Ziel: Schreibe das Interview mit Giaco Schiesser im Anschluss an den letzten gezeigten Satz weiter.
____ Gezeigter Textabschnitt
Interview mit Giaco Schiesser
in: "Israelitisches Wochenblatt" 1999
"Es braucht eine öffentliche Debatte über die Kategorien der Ausschliessung"
Giaco Schiesser hat sich als Kulturwissenschaftler im Rahmen der Subjekttheorie
in verschiedenen Publikationen intensiv mit Rassismus beschäftigt.
Das IW unterhielt sich mit ihm über Rassismus und Antisemitismus sowie
über rassistische Tendenzen im Judentum. - Interview: Daniela Kuhn.
Israelitisches Wochenblatt: Im Zusammenhang mit der Aufarbeitung der
Geschichte der Schweiz im Zweiten Weltkrieg war in den letzten Monaten oft
von einem wiederaufkommenden Antisemitismus die Rede. Betrachten Sie Antisemitismus
als "gewöhnlichen" Rassismus oder wird man damit dem Phänomen
Antisemitismus nicht gerecht?
________
____ Datenauszug
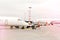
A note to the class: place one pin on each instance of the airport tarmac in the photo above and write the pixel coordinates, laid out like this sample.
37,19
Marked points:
42,33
________
Schriftliche Antwort:
Giaco Schiesser: "Dazu gibt es zwei Positionen. Die eine sagt, dass
die beiden Ismen nicht verglichen werden dürfen, da Antisemitismus
und Rassismus sich in vielem sehr unterscheiden. Die andere Position analysiert
Antisemitismus als eine Form von Rassismus. Ich bin ein Vertreter der zweiten
Gruppe."
Weshalb?
"Um das Spezifische des Antisemitismus verstehen zu können, muss
er mit anderen Formen von Ausschliessung verglichen werden.Erst dadurch
lässt sich seine Spezifik kenntlich machen. Innerhalb der Menschheitsgeschichte,
gab es immer wieder Ein- und Ausschliessungen von sozialen Gruppen, die
dann homogenisiert worden sind. Daher ist es sinnvoll, das Phänomen
Antisemitismus zunächst auf einer allgemeinen Ebene zu analysieren.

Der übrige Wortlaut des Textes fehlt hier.